(Gespeicherte Datensatzeinträge)
►
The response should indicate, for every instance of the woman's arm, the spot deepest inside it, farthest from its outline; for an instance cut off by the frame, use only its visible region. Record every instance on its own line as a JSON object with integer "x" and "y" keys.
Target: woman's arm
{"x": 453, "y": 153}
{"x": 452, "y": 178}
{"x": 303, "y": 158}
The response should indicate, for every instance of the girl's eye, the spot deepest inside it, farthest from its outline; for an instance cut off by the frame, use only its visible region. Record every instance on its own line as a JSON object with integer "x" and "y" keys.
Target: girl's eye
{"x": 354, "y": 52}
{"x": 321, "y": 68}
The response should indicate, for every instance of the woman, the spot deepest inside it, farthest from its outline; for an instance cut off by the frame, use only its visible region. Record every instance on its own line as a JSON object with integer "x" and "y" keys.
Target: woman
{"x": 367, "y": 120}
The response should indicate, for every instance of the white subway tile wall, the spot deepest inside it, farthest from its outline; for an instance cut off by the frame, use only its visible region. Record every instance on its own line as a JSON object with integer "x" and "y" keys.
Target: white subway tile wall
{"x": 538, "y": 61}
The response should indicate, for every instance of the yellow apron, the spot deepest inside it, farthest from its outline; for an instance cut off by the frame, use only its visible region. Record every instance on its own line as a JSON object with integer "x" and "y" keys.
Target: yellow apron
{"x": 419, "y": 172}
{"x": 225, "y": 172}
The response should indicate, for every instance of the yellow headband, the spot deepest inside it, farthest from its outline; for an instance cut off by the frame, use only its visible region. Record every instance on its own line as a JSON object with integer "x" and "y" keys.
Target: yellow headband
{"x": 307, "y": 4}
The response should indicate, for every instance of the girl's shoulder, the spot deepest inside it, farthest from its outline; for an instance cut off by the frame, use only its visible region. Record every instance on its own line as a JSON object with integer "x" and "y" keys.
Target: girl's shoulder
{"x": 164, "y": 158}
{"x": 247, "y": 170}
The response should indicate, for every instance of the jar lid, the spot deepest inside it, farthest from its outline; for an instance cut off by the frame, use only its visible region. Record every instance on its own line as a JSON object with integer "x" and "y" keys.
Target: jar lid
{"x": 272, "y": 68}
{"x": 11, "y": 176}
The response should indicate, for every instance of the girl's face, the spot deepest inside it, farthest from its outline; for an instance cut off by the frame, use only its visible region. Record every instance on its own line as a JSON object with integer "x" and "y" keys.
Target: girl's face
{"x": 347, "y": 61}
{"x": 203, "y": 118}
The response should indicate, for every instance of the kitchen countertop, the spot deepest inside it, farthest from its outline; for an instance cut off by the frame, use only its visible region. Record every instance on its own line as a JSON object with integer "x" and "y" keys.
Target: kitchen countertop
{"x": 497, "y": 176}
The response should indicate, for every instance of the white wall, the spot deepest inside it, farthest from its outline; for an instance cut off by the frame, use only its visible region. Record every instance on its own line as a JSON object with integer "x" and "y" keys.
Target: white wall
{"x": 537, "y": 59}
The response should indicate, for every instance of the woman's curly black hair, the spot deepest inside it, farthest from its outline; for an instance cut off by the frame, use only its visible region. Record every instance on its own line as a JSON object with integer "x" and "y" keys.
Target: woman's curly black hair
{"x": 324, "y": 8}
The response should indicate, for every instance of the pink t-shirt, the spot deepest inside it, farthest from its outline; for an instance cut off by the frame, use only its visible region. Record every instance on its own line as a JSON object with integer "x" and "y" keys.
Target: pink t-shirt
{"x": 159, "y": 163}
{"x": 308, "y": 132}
◄
▸ **Ziel**
Schreibe die gesamte Auflistung oben Zeile für Zeile wortgetreu ab.

▸ **Ergebnis**
The response should indicate, for every instance of the woman's arm, the spot deepest inside it, farthest from its outline; for an instance cut off by the frame, use only its visible region. Record every instance on its own line as a JSON object with integer "x" and "y" keys.
Target: woman's arm
{"x": 453, "y": 153}
{"x": 452, "y": 178}
{"x": 303, "y": 158}
The response should indicate, for every instance of the girl's eye, the spot deepest inside it, farthest from its outline; for an instance cut off by the frame, use only its visible region. Record every instance on its own line as a JSON object with integer "x" and "y" keys.
Target: girl's eye
{"x": 354, "y": 52}
{"x": 321, "y": 68}
The response should indicate, for every instance of the woman, the spot deepest inside it, farthest from its outline; for an instance cut off by the frame, use only its visible region. Record every instance on its own line as a JSON object with integer "x" and "y" keys.
Target: woman
{"x": 367, "y": 120}
The response should indicate, for every instance of the white subway tile wall, the spot deepest inside it, farthest from its outline; for an instance cut off by the frame, use only its visible region. Record every instance on its own line as a JSON object with integer "x" and "y" keys.
Target: white subway tile wall
{"x": 538, "y": 61}
The response should indicate, for every instance of the yellow apron, the spot deepest inside it, farthest from its outline; for an instance cut off by the frame, use only its visible region. Record every instance on its own line as a JSON object with integer "x" and "y" keys.
Target: yellow apron
{"x": 419, "y": 172}
{"x": 225, "y": 172}
The response should indicate, for every instance of the yellow headband, the spot deepest inside it, farthest from its outline; for an instance cut off by the frame, use only its visible region. Record every instance on its own line as a JSON object with integer "x" and "y" keys.
Target: yellow headband
{"x": 307, "y": 4}
The response should indicate, for every instance of the girl's shoulder, the spot deepest inside it, farthest from its outline; for an instance cut off by the frame, use only its visible region. Record every instance on its own line as a JSON object with integer "x" and "y" keys.
Target: girl's shoulder
{"x": 164, "y": 158}
{"x": 247, "y": 170}
The response should indicate, for every instance of the jar lid, the spot deepest inside it, farthest from its outline; for an instance cut off by the frame, use only its visible region. Record every instance on its own line as a JSON object with integer "x" and "y" keys.
Target: jar lid
{"x": 272, "y": 68}
{"x": 11, "y": 176}
The response should indicate, for every instance of the girl's face, the spot deepest inside it, farthest from its outline; for an instance cut off by the frame, use only its visible region. Record every instance on its own line as a JSON object with integer "x" and "y" keys.
Target: girl's face
{"x": 347, "y": 61}
{"x": 203, "y": 118}
The response should indicate, for every instance of the kitchen countertop, the spot deepest inside it, farthest from its outline; for an instance cut off by the frame, use only its visible region. Record every instance on its own line as a JSON object with integer "x" and "y" keys.
Target: kitchen countertop
{"x": 497, "y": 176}
The response should indicate, for every instance of the white wall, the spot deepest inside it, farthest from its outline; for an instance cut off by the frame, use only its visible region. Record every instance on its own line as a JSON object with integer "x" and "y" keys.
Target: white wall
{"x": 537, "y": 59}
The response should indicate, for every instance of the woman's curly black hair, the spot deepest inside it, farthest from its outline; for an instance cut off by the frame, use only its visible region. Record every instance on its own line as a JSON object with integer "x" and "y" keys.
Target: woman's curly black hair
{"x": 324, "y": 8}
The response should indicate, for every instance of the pink t-shirt, the spot deepest inside it, farthest from its outline; for an instance cut off by the frame, use only its visible region. Record every instance on its own line as a JSON object with integer "x" and "y" keys.
Target: pink t-shirt
{"x": 159, "y": 163}
{"x": 308, "y": 132}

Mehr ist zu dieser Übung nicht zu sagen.